• [ARTICLE]:
================================
Le fameux » Flying B » est pour nous tous un symbole du luxe, mais ce n’est là que le sommet de l’iceberg. Derrière les voitures extraordinaires se cache tout un écosystème mêlant techniques ultra-modernes et savoir-faire ancestral. Privilège rare, Bentley nous a ouvert les portes de sa factory, l’occasion de vous faire découvrir les coulisses de la conception de ces automobiles d’exceptions.
Crewe, terre de traditions
Au cœur de la campagne verdoyante du centre de l’Angleterre, les installations de Bentley sont à une heure au sud de Manchester. C’est, pour nous Français, une vraie carte postale britannique, avec ce qu’elle comporte de meilleur, les maisons de briques rouges, les manoirs baroques et autres moutons galopant dans les prés ! La Bentley-Factory est un lieu chargé d’histoire car lors du rachat de la marque par le groupe VW en 1998, Bentley a repris les locaux occupés jadis par Rolls-Royce. C’est d’ailleurs dans ces mêmes bâtiments que furent construits, durant la guerre, les fameux moteurs des légendaires avions Spitfire. L’usine originelle est toujours en exploitation, bien que largement modernisée.
================================
• [ÉNONCÉ A]: Mets en forme sous forme de tableau Markdown le listing ci-dessous, depuis sa première ligne jusqu'à la ligne contenant "0,2 -> 40,59" incluse, avec deux colonnes, Numéro et Ligne. Omets les lignes vides et n'inclus pas les images.
================================
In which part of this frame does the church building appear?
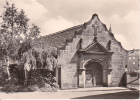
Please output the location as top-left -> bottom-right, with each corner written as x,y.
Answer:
35,14 -> 128,89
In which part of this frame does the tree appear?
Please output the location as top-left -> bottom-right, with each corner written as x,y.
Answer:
0,2 -> 40,61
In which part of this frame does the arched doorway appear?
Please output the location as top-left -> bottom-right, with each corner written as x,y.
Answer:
85,62 -> 103,87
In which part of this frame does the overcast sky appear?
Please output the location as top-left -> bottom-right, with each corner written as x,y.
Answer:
0,0 -> 140,50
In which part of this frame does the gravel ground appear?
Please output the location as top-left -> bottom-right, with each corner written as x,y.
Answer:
0,87 -> 139,99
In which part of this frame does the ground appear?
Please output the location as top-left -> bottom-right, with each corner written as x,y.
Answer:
0,87 -> 139,99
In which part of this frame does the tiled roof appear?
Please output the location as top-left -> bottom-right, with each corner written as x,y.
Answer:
36,24 -> 83,48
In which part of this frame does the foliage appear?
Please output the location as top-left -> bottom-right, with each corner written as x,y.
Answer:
0,2 -> 40,59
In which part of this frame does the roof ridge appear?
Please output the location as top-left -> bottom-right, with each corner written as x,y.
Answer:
42,24 -> 83,37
================================
• [ÉNONCÉ B]: Extrais l'article sur l'usine Bentley en entier, sans rien changer.

• [RÉPONSE RÉDIGÉE A]:
| Numéro | Ligne |
|---|---|
| 1 | In which part of this frame does the church building appear? |
| 2 | Please output the location as top-left -> bottom-right, with each corner written as x,y. |
| 3 | Answer: |
| 4 | 35,14 -> 128,89 |
| 5 | In which part of this frame does the tree appear? |
| 6 | Please output the location as top-left -> bottom-right, with each corner written as x,y. |
| 7 | Answer: |
| 8 | 0,2 -> 40,61 |
| 9 | In which part of this frame does the arched doorway appear? |
| 10 | Please output the location as top-left -> bottom-right, with each corner written as x,y. |
| 11 | Answer: |
| 12 | 85,62 -> 103,87 |
| 13 | In which part of this frame does the overcast sky appear? |
| 14 | Please output the location as top-left -> bottom-right, with each corner written as x,y. |
| 15 | Answer: |
| 16 | 0,0 -> 140,50 |
| 17 | In which part of this frame does the gravel ground appear? |
| 18 | Please output the location as top-left -> bottom-right, with each corner written as x,y. |
| 19 | Answer: |
| 20 | 0,87 -> 139,99 |
| 21 | In which part of this frame does the ground appear? |
| 22 | Please output the location as top-left -> bottom-right, with each corner written as x,y. |
| 23 | Answer: |
| 24 | 0,87 -> 139,99 |
| 25 | In which part of this frame does the tiled roof appear? |
| 26 | Please output the location as top-left -> bottom-right, with each corner written as x,y. |
| 27 | Answer: |
| 28 | 36,24 -> 83,48 |
| 29 | In which part of this frame does the foliage appear? |
| 30 | Please output the location as top-left -> bottom-right, with each corner written as x,y. |
| 31 | Answer: |
| 32 | 0,2 -> 40,59 |

• [RÉPONSE RÉDIGÉE B]:
Le fameux » Flying B » est pour nous tous un symbole du luxe, mais ce n’est là que le sommet de l’iceberg. Derrière les voitures extraordinaires se cache tout un écosystème mêlant techniques ultra-modernes et savoir-faire ancestral. Privilège rare, Bentley nous a ouvert les portes de sa factory, l’occasion de vous faire découvrir les coulisses de la conception de ces automobiles d’exceptions.
Crewe, terre de traditions
Au cœur de la campagne verdoyante du centre de l’Angleterre, les installations de Bentley sont à une heure au sud de Manchester. C’est, pour nous Français, une vraie carte postale britannique, avec ce qu’elle comporte de meilleur, les maisons de briques rouges, les manoirs baroques et autres moutons galopant dans les prés ! La Bentley-Factory est un lieu chargé d’histoire car lors du rachat de la marque par le groupe VW en 1998, Bentley a repris les locaux occupés jadis par Rolls-Royce. C’est d’ailleurs dans ces mêmes bâtiments que furent construits, durant la guerre, les fameux moteurs des légendaires avions Spitfire. L’usine originelle est toujours en exploitation, bien que largement modernisée.